Among the lines below, list those containing the string "above".
*** Data to examine ***
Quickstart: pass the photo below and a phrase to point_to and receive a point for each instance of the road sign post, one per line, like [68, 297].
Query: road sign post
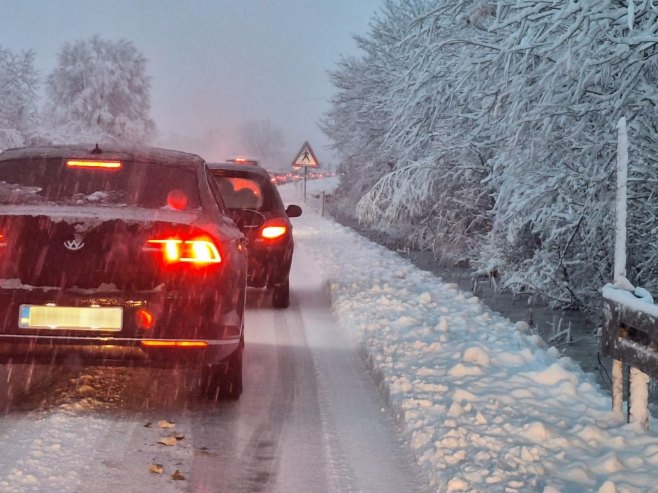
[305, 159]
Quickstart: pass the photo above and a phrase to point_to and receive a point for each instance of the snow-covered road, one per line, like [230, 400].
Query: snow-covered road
*** End of Data to examine ***
*** Data to examine ***
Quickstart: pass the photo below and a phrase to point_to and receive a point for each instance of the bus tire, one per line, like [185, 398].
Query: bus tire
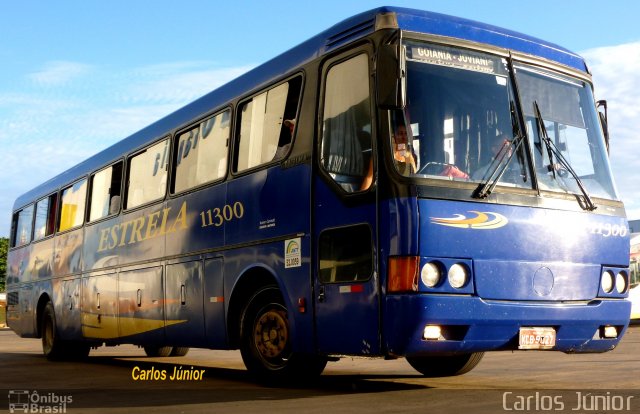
*** End of Data to examine ***
*** Data to examine ***
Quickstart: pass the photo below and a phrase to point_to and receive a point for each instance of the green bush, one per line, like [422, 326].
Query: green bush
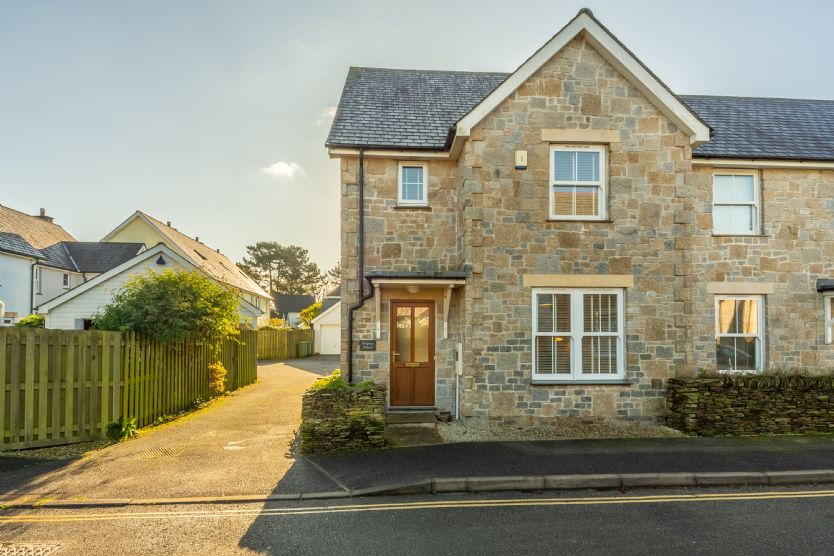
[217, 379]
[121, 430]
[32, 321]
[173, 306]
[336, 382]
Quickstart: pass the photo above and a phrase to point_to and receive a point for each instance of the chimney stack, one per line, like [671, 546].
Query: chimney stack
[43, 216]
*** End of Data to examine ***
Finished exercise →
Quickstart: pass the photo above and a phrase to point_to and receive a point for each instance of the snow-covered road, one per line, like [230, 400].
Quickstart: pass the photo above and a phrase to point_to and receive a point for each instance of the chimney stack, one per line, like [671, 546].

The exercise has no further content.